Problem to work on: Write out every record in full, keeping each character exactly as it is.

Provided material:
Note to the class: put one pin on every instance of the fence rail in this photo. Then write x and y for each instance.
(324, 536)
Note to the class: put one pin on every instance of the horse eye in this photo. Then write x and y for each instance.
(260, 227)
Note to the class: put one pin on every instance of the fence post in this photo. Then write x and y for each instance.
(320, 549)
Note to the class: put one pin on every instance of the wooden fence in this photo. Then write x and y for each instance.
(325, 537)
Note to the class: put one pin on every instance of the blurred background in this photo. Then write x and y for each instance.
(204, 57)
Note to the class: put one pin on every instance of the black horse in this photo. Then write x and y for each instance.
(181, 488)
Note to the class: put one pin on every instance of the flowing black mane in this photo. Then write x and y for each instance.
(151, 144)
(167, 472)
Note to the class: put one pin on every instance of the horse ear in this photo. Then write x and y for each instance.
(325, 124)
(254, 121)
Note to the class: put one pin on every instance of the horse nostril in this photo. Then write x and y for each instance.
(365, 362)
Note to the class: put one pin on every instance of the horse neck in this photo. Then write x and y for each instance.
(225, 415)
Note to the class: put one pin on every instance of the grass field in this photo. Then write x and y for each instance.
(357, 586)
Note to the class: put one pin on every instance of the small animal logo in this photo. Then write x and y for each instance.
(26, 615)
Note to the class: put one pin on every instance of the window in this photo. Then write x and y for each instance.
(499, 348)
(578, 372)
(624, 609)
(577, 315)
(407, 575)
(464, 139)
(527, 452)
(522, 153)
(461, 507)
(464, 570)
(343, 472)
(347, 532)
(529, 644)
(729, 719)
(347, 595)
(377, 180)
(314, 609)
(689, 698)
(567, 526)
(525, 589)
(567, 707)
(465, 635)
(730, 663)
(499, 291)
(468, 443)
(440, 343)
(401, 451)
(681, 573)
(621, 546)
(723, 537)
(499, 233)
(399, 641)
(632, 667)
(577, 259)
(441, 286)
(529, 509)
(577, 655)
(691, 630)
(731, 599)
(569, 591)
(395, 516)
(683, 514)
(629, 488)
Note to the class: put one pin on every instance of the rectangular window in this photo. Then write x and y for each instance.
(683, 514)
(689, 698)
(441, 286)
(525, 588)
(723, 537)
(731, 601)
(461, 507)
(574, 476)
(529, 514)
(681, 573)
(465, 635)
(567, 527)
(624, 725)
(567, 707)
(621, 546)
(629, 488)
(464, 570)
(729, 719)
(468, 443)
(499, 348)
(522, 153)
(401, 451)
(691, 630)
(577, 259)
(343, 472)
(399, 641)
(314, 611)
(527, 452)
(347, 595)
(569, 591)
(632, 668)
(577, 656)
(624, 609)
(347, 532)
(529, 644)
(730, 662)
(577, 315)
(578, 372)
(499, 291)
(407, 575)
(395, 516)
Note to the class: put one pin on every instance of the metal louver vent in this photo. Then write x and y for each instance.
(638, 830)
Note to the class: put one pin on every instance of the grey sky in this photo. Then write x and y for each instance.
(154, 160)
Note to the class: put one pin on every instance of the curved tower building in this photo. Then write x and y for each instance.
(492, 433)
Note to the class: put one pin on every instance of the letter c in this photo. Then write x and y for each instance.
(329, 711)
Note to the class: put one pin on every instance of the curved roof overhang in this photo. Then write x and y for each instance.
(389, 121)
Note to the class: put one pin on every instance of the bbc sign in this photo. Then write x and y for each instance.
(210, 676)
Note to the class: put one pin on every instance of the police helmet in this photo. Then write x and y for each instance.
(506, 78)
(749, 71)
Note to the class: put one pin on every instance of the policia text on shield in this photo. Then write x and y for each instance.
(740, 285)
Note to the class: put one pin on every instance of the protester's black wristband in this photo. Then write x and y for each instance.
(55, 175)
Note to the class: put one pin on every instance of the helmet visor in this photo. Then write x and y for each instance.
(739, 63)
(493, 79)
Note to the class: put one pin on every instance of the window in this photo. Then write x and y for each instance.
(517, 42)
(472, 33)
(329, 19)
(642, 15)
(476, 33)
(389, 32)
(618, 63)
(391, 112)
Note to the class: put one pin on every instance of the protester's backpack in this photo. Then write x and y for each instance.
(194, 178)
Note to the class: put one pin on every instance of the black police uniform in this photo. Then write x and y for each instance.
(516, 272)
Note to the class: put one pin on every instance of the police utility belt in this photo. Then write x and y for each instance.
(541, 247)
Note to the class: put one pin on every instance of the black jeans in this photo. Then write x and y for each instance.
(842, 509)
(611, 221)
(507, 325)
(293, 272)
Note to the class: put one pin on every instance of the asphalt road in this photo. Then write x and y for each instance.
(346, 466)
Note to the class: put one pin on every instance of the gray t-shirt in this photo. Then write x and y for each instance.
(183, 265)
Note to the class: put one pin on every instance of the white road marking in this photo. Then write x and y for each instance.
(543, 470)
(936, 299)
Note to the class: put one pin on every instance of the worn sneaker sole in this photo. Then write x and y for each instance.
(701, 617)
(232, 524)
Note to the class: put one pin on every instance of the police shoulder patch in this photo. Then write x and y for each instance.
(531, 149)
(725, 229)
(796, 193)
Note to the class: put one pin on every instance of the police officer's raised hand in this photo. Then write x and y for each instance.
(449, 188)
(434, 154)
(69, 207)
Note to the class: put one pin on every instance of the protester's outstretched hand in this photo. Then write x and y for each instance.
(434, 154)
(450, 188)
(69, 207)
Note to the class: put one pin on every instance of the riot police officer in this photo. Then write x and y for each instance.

Exercise response:
Note to the class: put one pin on every instance of the fence rail in this photo. Then write x and y for each instance.
(324, 536)
Note to the class: put one pin on every instance of the horse eye in this photo. Then write x and y for each instance.
(260, 227)
Note to the class: put one pin on every instance of the fence post in this photo. Then write x and y for each instance.
(320, 549)
Note to the class: put one pin on every instance of the wooden fence in this photo. Then write x and y for each instance.
(325, 537)
Note to the class: put one pin on every instance of the blurred background in this photo. Then write x and y for each instance.
(204, 57)
Note to the class: put one pin on every instance of the black horse in this photo. Then write x and y for each instance.
(181, 488)
Note to the class: put one pin on every instance of the flowing black mane in this photo. Then write x and y for each instance.
(151, 144)
(167, 472)
Note to the class: put one pin on every instance of the horse ear in this photo. Then write x and y for each instance.
(325, 124)
(254, 121)
Note to the class: put one pin on every instance of the horse nostril in this photo. Then write x and y for each instance.
(365, 362)
Note to the class: put one pin on every instance of the horse neck in this photo. Then write x and y for each instance.
(225, 415)
Note to the class: put one pin on every instance of the grass field in this photo. Then write x and y for each instance.
(357, 586)
Note to the class: put one pin on every instance of the small animal logo in this photo. Then write x and y for each instance.
(26, 615)
Note to the class: put one pin on every instance of the window in this photo. Then write x and y for each instance.
(499, 348)
(578, 372)
(624, 609)
(577, 315)
(407, 575)
(464, 139)
(527, 452)
(522, 153)
(461, 507)
(464, 570)
(343, 472)
(347, 532)
(529, 644)
(729, 719)
(347, 595)
(377, 180)
(314, 609)
(689, 698)
(567, 526)
(525, 589)
(567, 707)
(465, 635)
(730, 663)
(499, 291)
(468, 443)
(440, 343)
(401, 451)
(681, 573)
(621, 546)
(723, 537)
(499, 233)
(399, 641)
(632, 667)
(577, 259)
(441, 286)
(529, 509)
(577, 655)
(691, 630)
(731, 599)
(569, 591)
(395, 516)
(683, 514)
(629, 488)
Note to the class: put one pin on every instance of the rectangular window in this photo. Then write x and y for each instance.
(683, 514)
(689, 698)
(441, 286)
(525, 588)
(723, 537)
(731, 601)
(461, 507)
(574, 476)
(529, 514)
(681, 573)
(465, 635)
(567, 527)
(624, 725)
(567, 707)
(621, 546)
(629, 488)
(464, 570)
(729, 719)
(468, 443)
(499, 348)
(522, 153)
(401, 451)
(691, 630)
(577, 259)
(343, 472)
(399, 641)
(314, 611)
(527, 452)
(347, 595)
(569, 591)
(632, 668)
(577, 656)
(624, 609)
(347, 532)
(529, 644)
(730, 662)
(577, 315)
(578, 372)
(499, 291)
(407, 575)
(395, 516)
Note to the class: put one pin on every instance of the metal louver vent in this photo. Then write x and y for each instance.
(638, 830)
Note to the class: put one pin on every instance of the grey sky in this photo. Then write x and y for each instance.
(154, 160)
Note to the class: put one pin on every instance of the curved tower building in this photo. Then write x and y for each instance.
(492, 433)
Note to the class: put one pin on every instance of the letter c in this photo. Then write x and y for each instance.
(329, 711)
Note to the class: put one pin on every instance of the curved roof overhang in this photo. Then write x and y for each instance.
(389, 121)
Note to the class: put one pin on every instance of the bbc sign in this photo. Then write x and y for each instance.
(210, 676)
Note to the class: put one pin on every instance of the police helmet in this photo. Then write x and y for each instance.
(506, 78)
(749, 71)
Note to the class: put one pin on every instance of the policia text on shield in this photo. Then write x and y for each instance.
(740, 285)
Note to the class: put one pin on every instance of the protester's black wristband in this photo. Then write x and y for each instance.
(55, 175)
Note to the class: put one pin on every instance of the helmet visor in this photo. Then write x and y for each instance.
(739, 63)
(493, 79)
Note to the class: put one pin on every instance of the window in this photo. Then write x and y for each instance.
(517, 42)
(472, 33)
(329, 19)
(642, 15)
(476, 33)
(389, 32)
(618, 63)
(391, 112)
Note to the class: put one pin on every instance of the protester's backpack in this photo. Then write x and y for each instance.
(194, 178)
Note to the class: put one pin on every instance of the black police uniform in this photo. Then write x and y for each instance.
(516, 272)
Note to the class: put one pin on every instance of the police utility belt in this photo. Then write x and y for each instance.
(541, 247)
Note to the class: put one pin on every instance of the black jeans in this photo. Then write x and y for each instance.
(842, 509)
(611, 221)
(507, 325)
(293, 272)
Note to the class: put one pin on every instance of the asphalt road in this photo. Then write x and y for each instance.
(346, 466)
Note to the class: put one pin on every instance of the gray t-shirt in this photo. Then write x and y for each instance.
(183, 265)
Note to the class: put one pin on every instance of the white road marking in this photo. Then write x and y for each instance.
(543, 470)
(936, 299)
Note to the class: put one pin on every instance of the worn sneaker sole in this photo. Then write x and y for each instance.
(701, 617)
(232, 524)
Note to the class: put one pin on every instance of the police shoulder patch in this photo. Then write x and y for each instance.
(531, 149)
(725, 229)
(796, 193)
Note to the class: put one pin on every instance of the police officer's raised hand in this photo. Then write x and y for each instance.
(449, 188)
(434, 154)
(69, 207)
Note to the class: put one pin on every instance of the protester's outstretched hand in this photo. Then write x and y for each instance.
(434, 154)
(450, 188)
(69, 207)
Note to the class: put one pin on every instance of the riot police officer in this photo. Then write x and y for each instance.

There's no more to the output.